Copy each line of the records below without any changes.

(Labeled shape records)
## begin

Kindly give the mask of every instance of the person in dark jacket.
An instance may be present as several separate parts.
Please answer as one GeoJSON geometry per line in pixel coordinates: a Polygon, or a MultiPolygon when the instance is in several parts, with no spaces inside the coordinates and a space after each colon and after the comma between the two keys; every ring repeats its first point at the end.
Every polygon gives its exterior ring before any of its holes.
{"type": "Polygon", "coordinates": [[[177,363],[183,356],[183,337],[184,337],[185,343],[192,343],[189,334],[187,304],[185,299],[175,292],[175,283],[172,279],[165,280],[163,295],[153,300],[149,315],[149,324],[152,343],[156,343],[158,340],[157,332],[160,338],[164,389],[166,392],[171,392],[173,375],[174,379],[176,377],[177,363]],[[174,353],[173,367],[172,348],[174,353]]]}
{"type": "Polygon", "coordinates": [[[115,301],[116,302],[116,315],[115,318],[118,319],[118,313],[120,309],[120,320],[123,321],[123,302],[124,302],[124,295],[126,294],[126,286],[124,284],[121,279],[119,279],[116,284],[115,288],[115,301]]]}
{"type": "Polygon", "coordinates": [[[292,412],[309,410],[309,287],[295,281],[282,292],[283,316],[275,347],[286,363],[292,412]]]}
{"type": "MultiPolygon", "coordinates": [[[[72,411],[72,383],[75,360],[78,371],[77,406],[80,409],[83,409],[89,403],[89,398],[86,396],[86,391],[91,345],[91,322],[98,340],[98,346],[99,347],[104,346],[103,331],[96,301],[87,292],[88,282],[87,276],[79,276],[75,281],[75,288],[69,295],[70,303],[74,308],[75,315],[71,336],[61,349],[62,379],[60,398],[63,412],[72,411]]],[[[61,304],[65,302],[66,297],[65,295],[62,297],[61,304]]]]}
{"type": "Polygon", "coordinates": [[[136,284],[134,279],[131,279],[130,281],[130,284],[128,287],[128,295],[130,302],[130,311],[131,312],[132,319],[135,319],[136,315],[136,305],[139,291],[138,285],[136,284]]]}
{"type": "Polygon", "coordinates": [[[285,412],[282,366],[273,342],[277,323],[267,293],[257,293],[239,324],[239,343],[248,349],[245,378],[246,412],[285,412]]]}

## end

Task solution>
Kindly give the mask of every instance of the person in dark jacket.
An instance may be present as several separate parts.
Please answer as one GeoJSON geometry per line in pixel coordinates: a Polygon, or a MultiPolygon when the instance is in several parts, with no spaces inside the coordinates and a space after each colon and after the comma between the two keys; every ring repeats its first point at the end.
Every polygon gives its exterior ring before any of its holes.
{"type": "Polygon", "coordinates": [[[177,363],[183,356],[183,337],[184,337],[185,343],[192,343],[189,334],[187,304],[185,299],[175,292],[175,283],[172,279],[165,280],[163,295],[153,300],[149,315],[149,324],[152,343],[156,343],[158,340],[157,332],[160,338],[164,389],[166,392],[171,392],[173,375],[174,379],[176,377],[177,363]],[[174,353],[173,367],[172,348],[174,353]]]}
{"type": "Polygon", "coordinates": [[[115,301],[116,302],[116,315],[115,318],[118,319],[118,313],[120,309],[120,320],[123,321],[123,302],[124,302],[124,295],[126,294],[126,286],[124,284],[121,279],[119,279],[116,284],[115,288],[115,301]]]}
{"type": "Polygon", "coordinates": [[[292,412],[309,410],[309,287],[295,281],[282,292],[283,316],[275,347],[286,363],[292,412]]]}
{"type": "MultiPolygon", "coordinates": [[[[72,411],[72,383],[75,360],[78,371],[77,406],[80,409],[83,409],[89,403],[89,398],[86,396],[86,391],[91,345],[91,322],[98,340],[98,346],[99,347],[104,346],[103,331],[96,301],[87,292],[88,282],[87,276],[79,276],[75,281],[75,288],[69,295],[70,303],[74,308],[75,315],[71,336],[61,349],[62,379],[60,398],[63,412],[72,411]]],[[[61,304],[65,302],[66,297],[65,295],[62,297],[61,304]]]]}
{"type": "Polygon", "coordinates": [[[136,284],[134,279],[131,279],[130,281],[130,284],[128,287],[128,295],[130,302],[130,311],[131,312],[132,319],[135,319],[136,315],[136,305],[139,291],[138,285],[136,284]]]}
{"type": "Polygon", "coordinates": [[[285,412],[282,366],[273,342],[277,323],[267,293],[257,293],[239,324],[239,343],[248,349],[245,378],[246,412],[285,412]]]}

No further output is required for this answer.